--- begin Data entries ---
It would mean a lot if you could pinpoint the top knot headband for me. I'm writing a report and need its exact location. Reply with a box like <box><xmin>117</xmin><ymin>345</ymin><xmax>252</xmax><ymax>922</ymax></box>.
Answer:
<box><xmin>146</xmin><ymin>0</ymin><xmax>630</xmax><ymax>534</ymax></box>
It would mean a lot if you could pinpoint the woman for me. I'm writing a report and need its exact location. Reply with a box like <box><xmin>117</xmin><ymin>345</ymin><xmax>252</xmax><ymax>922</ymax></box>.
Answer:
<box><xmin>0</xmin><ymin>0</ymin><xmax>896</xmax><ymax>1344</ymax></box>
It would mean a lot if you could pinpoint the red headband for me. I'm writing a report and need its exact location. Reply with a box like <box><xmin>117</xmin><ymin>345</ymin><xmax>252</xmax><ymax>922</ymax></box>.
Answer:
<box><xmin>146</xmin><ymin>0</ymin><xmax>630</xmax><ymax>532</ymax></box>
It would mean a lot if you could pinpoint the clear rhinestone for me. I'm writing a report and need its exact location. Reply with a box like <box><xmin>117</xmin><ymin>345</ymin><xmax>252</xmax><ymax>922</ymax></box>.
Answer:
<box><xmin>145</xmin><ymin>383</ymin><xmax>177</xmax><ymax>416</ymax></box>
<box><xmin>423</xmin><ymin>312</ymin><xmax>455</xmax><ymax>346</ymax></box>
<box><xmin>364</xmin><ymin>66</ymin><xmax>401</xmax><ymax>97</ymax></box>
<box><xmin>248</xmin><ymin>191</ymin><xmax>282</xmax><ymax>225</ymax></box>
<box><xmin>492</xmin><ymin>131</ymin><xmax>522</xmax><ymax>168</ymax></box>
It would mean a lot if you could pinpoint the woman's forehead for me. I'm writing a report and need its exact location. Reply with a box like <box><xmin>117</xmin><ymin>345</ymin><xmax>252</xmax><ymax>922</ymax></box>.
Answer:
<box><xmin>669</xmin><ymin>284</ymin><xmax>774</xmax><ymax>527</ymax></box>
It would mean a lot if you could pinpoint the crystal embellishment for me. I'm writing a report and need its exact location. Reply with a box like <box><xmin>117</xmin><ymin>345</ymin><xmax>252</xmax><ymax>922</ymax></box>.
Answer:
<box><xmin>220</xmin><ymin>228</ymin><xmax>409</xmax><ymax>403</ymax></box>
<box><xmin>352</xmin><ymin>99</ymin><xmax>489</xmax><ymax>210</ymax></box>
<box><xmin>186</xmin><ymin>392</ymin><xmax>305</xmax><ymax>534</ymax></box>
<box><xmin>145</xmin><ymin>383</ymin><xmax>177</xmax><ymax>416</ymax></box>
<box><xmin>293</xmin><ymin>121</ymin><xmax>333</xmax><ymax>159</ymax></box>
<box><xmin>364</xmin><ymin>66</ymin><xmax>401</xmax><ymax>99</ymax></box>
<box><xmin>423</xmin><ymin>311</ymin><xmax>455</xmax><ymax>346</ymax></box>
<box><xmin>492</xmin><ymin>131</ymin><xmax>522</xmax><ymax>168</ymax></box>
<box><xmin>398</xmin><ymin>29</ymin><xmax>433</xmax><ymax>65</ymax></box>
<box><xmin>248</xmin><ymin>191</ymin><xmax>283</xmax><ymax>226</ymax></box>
--- end Data entries ---
# Do this
Reproduce the records word for word, starting at the line that contains "It would mean a lot if you could pinpoint the woman's" and continuing through the end of the records.

# Task output
It would mean a lot if you could pinpoint the woman's forehead for me. I'm writing a report and need its exact location. Reply with a box like <box><xmin>117</xmin><ymin>345</ymin><xmax>252</xmax><ymax>922</ymax></box>.
Answer:
<box><xmin>669</xmin><ymin>284</ymin><xmax>774</xmax><ymax>527</ymax></box>
It would mean a lot if you could pinpoint the crystal embellishment for me. I'm writing a report and need its exact location. Reply with a box like <box><xmin>117</xmin><ymin>345</ymin><xmax>252</xmax><ymax>922</ymax></box>.
Answer:
<box><xmin>220</xmin><ymin>228</ymin><xmax>409</xmax><ymax>403</ymax></box>
<box><xmin>352</xmin><ymin>99</ymin><xmax>489</xmax><ymax>210</ymax></box>
<box><xmin>186</xmin><ymin>392</ymin><xmax>305</xmax><ymax>534</ymax></box>
<box><xmin>145</xmin><ymin>383</ymin><xmax>177</xmax><ymax>416</ymax></box>
<box><xmin>293</xmin><ymin>121</ymin><xmax>333</xmax><ymax>159</ymax></box>
<box><xmin>364</xmin><ymin>66</ymin><xmax>401</xmax><ymax>99</ymax></box>
<box><xmin>423</xmin><ymin>311</ymin><xmax>455</xmax><ymax>346</ymax></box>
<box><xmin>492</xmin><ymin>131</ymin><xmax>522</xmax><ymax>168</ymax></box>
<box><xmin>398</xmin><ymin>29</ymin><xmax>433</xmax><ymax>65</ymax></box>
<box><xmin>248</xmin><ymin>191</ymin><xmax>283</xmax><ymax>226</ymax></box>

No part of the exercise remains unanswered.